**REQUEST**
Gather every line of the data below that contains the string "zipper", treating case as significant.

**DATASET RECORDS**
◇ ◇ ◇ ◇ ◇
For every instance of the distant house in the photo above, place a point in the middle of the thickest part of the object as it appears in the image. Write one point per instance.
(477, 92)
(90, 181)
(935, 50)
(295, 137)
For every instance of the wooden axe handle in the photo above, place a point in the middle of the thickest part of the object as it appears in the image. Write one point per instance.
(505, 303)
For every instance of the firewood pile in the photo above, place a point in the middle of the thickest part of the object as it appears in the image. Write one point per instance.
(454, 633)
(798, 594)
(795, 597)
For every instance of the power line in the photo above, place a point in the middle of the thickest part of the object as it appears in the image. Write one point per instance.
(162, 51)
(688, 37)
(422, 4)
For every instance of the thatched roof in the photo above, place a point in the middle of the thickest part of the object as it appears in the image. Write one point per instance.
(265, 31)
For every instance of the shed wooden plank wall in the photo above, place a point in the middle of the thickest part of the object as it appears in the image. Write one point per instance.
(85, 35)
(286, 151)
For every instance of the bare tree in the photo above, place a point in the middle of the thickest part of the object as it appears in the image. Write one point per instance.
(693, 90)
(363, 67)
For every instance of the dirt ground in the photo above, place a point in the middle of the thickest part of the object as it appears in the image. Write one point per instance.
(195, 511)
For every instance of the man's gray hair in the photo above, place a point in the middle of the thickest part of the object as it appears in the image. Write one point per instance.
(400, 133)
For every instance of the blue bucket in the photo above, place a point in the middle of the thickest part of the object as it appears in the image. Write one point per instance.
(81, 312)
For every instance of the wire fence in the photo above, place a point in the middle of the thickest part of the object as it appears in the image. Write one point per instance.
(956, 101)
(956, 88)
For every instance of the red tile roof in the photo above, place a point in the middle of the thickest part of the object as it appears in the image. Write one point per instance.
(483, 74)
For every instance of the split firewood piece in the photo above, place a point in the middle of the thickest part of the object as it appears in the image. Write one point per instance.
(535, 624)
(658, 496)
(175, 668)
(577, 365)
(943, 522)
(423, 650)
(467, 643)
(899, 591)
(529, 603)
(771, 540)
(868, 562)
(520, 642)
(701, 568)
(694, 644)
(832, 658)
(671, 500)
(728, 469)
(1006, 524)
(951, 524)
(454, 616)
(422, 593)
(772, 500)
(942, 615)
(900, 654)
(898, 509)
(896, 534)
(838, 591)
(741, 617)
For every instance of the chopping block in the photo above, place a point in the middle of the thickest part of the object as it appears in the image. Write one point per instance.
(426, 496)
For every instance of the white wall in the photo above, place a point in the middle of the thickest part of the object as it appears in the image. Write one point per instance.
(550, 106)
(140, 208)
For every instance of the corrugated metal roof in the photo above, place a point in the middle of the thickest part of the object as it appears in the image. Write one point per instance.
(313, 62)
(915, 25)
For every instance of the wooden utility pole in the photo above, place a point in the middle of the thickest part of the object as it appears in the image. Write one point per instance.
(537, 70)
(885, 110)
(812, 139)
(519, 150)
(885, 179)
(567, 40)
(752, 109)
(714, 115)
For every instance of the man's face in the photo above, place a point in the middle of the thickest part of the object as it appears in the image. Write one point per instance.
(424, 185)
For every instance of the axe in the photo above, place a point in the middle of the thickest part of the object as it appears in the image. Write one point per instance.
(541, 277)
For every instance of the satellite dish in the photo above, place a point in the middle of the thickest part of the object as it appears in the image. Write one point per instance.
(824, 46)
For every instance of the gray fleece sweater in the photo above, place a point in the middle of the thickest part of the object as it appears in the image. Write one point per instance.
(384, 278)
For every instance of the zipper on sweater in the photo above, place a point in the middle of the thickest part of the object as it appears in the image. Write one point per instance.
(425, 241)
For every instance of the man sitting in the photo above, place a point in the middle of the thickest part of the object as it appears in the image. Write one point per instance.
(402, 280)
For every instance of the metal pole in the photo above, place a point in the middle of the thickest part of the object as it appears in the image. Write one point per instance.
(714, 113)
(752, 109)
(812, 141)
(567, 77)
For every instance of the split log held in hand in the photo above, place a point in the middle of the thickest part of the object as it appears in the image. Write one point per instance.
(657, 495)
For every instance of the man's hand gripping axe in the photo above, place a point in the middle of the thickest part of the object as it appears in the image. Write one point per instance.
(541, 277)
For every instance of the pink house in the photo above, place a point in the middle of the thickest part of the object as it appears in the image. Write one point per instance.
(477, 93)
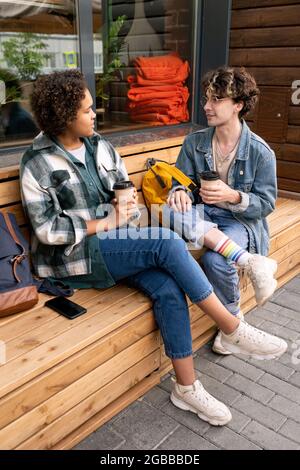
◇ ◇ ◇ ◇ ◇
**FINISHED TASK**
For every instance of the zipper on sweater in the photo above, place a point in the middle of the thickest part of the object as it appears in the image. Write one point per instance.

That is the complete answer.